- ABOUT THIS EXERCISE -
Having found the line that contains "One pin marks each instance of the dark", please retype only it and every line after it up to the end of the entries, exactly as written.

Source records
******************************
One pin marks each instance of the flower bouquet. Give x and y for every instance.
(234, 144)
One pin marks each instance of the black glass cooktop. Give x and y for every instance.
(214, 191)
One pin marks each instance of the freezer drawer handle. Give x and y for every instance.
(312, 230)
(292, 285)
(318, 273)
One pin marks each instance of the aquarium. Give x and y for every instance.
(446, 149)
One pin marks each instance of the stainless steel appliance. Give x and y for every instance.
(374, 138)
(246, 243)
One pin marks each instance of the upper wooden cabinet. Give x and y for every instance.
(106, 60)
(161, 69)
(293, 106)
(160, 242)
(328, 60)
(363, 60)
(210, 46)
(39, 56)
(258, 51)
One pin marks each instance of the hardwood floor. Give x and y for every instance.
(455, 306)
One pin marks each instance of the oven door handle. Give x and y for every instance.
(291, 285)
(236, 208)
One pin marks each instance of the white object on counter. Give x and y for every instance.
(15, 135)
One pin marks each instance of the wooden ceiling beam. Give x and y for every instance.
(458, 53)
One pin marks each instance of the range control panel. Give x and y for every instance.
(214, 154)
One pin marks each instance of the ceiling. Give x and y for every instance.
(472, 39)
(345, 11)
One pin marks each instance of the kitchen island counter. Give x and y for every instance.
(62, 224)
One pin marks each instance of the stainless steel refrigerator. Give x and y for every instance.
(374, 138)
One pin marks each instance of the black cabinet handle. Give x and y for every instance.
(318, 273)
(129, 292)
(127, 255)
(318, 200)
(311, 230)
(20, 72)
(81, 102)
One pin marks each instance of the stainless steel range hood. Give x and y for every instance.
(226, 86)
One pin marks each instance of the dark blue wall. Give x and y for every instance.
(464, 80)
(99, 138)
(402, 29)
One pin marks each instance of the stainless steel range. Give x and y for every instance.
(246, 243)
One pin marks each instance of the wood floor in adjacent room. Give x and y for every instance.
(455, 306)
******************************
- RESPONSE TO THIS EXERCISE -
One pin marks each instance of the dark blue wall. Give x and y for every instance.
(464, 80)
(99, 138)
(402, 29)
One pin marks each instance of the stainless steel range. Give x and y for every instance.
(246, 243)
One pin marks each instance of the wood floor in adjacent room. Give x and y for every instance.
(455, 306)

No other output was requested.